PAGE EXCERPT =
Not sure you have it in your list...but I love mine: (I'm 46...been riding for 6 years)










Fast, stiff and stable. Good performance on powder. Unbeatable for carving on groomers.

Arbor A-Frame.
Arbor








mr.moon said:


> Hi guys, hope not to bother you, as I look for some board advice.
> 
> Found this site with great website while googling around... Well done!
> 
> ...


----------



## mr.moon (Sep 17, 2011)

BsMcluvinBeach said:


> If I was you I would def take a look at Never Summer. You can order from the factory and they will get their closest retailer to send it to you. If you dont like it or the size you can send back for the price of shipping. Never Summer offers a 3 year warranty and in my opinion their Legacy is one of the best wide board out there for big mountain POW POW. The Proto CTX, also a wide version, would be a nice choice as it is a hybrid between their Legacy (wide pow board) and their Revolver (wide park board) This allows for good pow runs and some park. Also the Proto has the carbonium top plate. Basically a carbon fiber weave it is going to allow the top plate to look sick for a longer period of time. Also you can sport the Proto about 5-8 cm shorter than your normal board because it has very long edge. Hope this helps.


Do you know what? It sounds real good their policy. I love their range except from the graphics (not into black snowboards). My favourites are the RaptorX, the Premier F1 and the Summit. They seem to talk about a good dampening technology and stability at high speeds, which is what I'm looking for. Do you know if they do custom graphics?


----------



## Old School (Jan 26, 2011)

TASKS =
1. According to the snowboard forum thread, how long has the first poster been riding?
2. From the records, copy out the lines starting at the line that contains "Could you mark the region of every instance of the stir-fried" and ending at the line that contains "Now the stir-fried", including both of those lines.
The snowboard forum thread and the records come from separate, unrelated sources.

SUPPLIED INFORMATION =
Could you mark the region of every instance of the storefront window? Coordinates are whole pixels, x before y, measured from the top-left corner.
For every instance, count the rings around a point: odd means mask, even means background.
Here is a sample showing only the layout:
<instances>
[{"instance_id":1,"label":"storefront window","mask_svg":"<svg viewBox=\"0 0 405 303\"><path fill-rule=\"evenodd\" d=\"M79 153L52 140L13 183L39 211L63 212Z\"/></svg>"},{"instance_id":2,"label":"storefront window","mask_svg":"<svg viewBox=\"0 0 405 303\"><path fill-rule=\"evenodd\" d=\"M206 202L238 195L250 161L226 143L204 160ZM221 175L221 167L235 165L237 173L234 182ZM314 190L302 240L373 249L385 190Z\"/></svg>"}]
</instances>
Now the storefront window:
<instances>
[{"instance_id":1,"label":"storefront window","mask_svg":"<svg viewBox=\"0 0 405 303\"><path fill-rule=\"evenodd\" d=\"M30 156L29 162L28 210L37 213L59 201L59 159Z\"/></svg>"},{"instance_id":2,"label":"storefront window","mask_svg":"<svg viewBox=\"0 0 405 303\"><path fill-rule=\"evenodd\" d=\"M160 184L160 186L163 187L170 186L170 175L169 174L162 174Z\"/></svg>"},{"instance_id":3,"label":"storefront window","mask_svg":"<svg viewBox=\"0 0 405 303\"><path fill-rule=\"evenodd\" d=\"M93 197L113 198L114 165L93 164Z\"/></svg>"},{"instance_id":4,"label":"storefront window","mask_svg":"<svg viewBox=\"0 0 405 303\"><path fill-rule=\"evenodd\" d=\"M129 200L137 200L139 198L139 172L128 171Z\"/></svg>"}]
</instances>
* * *
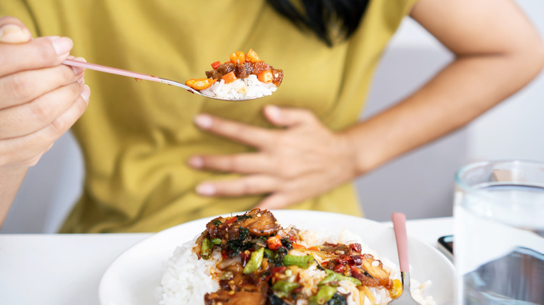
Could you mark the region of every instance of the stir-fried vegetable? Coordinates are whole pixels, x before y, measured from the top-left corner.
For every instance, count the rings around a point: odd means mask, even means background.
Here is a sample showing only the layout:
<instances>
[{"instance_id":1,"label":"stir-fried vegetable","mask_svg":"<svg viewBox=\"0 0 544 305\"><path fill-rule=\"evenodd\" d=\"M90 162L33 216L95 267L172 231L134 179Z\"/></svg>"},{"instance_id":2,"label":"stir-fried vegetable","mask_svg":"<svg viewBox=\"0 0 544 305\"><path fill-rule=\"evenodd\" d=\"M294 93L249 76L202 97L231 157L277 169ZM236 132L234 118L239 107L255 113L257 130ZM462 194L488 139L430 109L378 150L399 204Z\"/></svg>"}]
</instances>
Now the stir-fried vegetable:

EXPECTED RESPONSES =
1. Six years.

2.
Could you mark the region of every instance of the stir-fried vegetable? Coordinates are whole pixels, x before y, measured from the top-left corner.
For every instance, count the rings around a point: odd means mask, even means background.
Here is a sample showing only the layout:
<instances>
[{"instance_id":1,"label":"stir-fried vegetable","mask_svg":"<svg viewBox=\"0 0 544 305\"><path fill-rule=\"evenodd\" d=\"M90 162L33 216L95 267L172 231L134 179Z\"/></svg>"},{"instance_id":2,"label":"stir-fried vegetable","mask_svg":"<svg viewBox=\"0 0 544 305\"><path fill-rule=\"evenodd\" d=\"M294 93L249 76L202 97L231 157L277 169ZM236 132L234 118L239 107L255 113L257 130ZM462 194L488 139L430 109L378 150L399 204Z\"/></svg>"}]
</instances>
Now the stir-fried vegetable:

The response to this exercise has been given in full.